* DOCUMENT EXCERPT:
☆ ☆ ☆ ☆ ☆
Posted on 03/16/2010 9:46:35 AM PDT by AuntB
By now, most of us have heard about the coordinated assassinations of our government consulate representatives in Mexico, only yards from our border as they frantically tried to escape the killers. We have yet to hear of any of our elected officials speaking out against this most recent outrage, except to be told our president is 'outraged'.
On CBS news last night, Mexican security analyst, Alberto Islas put it this way, "It was a deliberate act of terrorism."
He is exactly right.
Our friends with the National Association of Former Border Patrol Agents, who translate the daily news for us from south of the border, have long been warning of the danger in Mexico to our citizens , as well as the danger crossing into our own country daily. Many instances have been cited concerning threats to our officials and law enforcement.
Yet, as we watch our citizens senselessly die, the Obama administration, propped up by pretend republican Lindsey Graham, is pushing for amnesty for those same cartel members hiding in plain site within our own borders.
We were warned years ago by Donald Rumsfeld when he stated, " The risk is that some of these human-smuggling routes into our country from this hemisphere could be used just as easily for terrorists."
Secretary Rumsfeld also said the United States has to be, as he put it, smarter and quicker in securing our borders. The federal governments failure to secure those borders is leading individual states to take action.
Congressman Warns Mexico More Dangerous than Iraq, Could Become Failed State Wednesday, March 25, 2009
[snips]At a House of Representatives hearing on federal law enforcements response to the violence along the border between the United States and Mexico, Rep. John Culberson (R-Texas) said there is more danger in that region than in the Middle East.
Mexico is more dangerous than Iraq, Culberson said. There were more deaths in Mexico than there were in Iraq.
The per capita rate of civilian killings in the Mexican border city in 2008 was nearly three-and-a-half times (3.4) as great as the per capita rate of civilian killings in the Iraqi province of Baghdad
That means people are at greater risk in Juarez than in Baghdad province.
In fact, CNSNews.com has calculated that approximately 113 per 100,000 people were killed by violence in Juarez, while in Baghdad about 33 per 100,000 civilians shared the same fate.
Yet the testimony that this committees received, that we have on Homeland Security many members of this committee are also on the Homeland Security Committee the U.S. military has ranked the Mexican government, the Pakistani government and the Afghan government as the three most unstable, potentially likely to collapse governments in the world, Culberson said.
The level of violence were seeing in Mexico certainly has to be qualified essentially as a civil war, he said. The level of violence is unprecedented.
Culberson also questioned the Drug Enforcement Agencys (DEA) definition of spillover, as when drug cartels or gangs target Americans or American assets.
In Houston, Texas, in broad daylight, we had a machine-gun fight at one of the biggest intersections in southwest Houston, Culberson said. A machine-gun battle between two human smugglers. Theyre trying to kill each other. Thats not counted as spillover because they are shooting at each other and its not a deliberate attack on U.S. civilians.
Those bullets werent hitting each other, those bullets were flying everywhere, Culberson said.
The New York Times sums it up today:
"American officials said they had several theories about the killings, but the strongest one was that the three were killed by a drug gang to send a message to both the Mexican and United States governments."
☆ ☆ ☆ ☆ ☆
* RECORDS FOR THIS TASK:
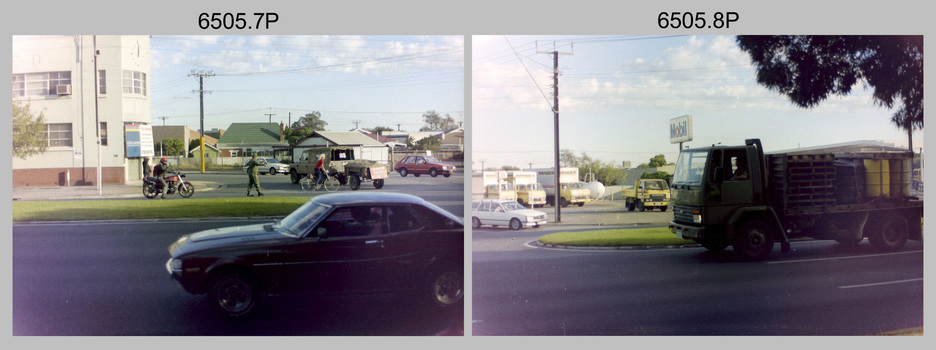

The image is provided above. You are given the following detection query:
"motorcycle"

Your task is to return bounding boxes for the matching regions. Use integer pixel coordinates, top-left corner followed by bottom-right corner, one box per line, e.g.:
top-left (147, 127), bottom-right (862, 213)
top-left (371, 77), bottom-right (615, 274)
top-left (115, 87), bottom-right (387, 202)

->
top-left (143, 172), bottom-right (195, 199)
☆ ☆ ☆ ☆ ☆
* THE TASKS:
- A) Name every news outlet that the post on the consulate killings mentions.
- B) Rewrite the listing that comes after the post, swapping "motorcycle" for "bicycle" and keeping everything else unchanged. Leave the picture out.
The listing has no connection to the post.

* FULL ANSWERS:
- A) CBS news, CNSNews.com, The New York Times

- B)
The image is provided above. You are given the following detection query:
"bicycle"

Your task is to return bounding boxes for the matching regions. Use integer pixel coordinates, top-left corner followed by bottom-right corner, one box per line, e.g.:
top-left (147, 127), bottom-right (862, 213)
top-left (371, 77), bottom-right (615, 274)
top-left (115, 87), bottom-right (387, 202)

->
top-left (143, 172), bottom-right (195, 199)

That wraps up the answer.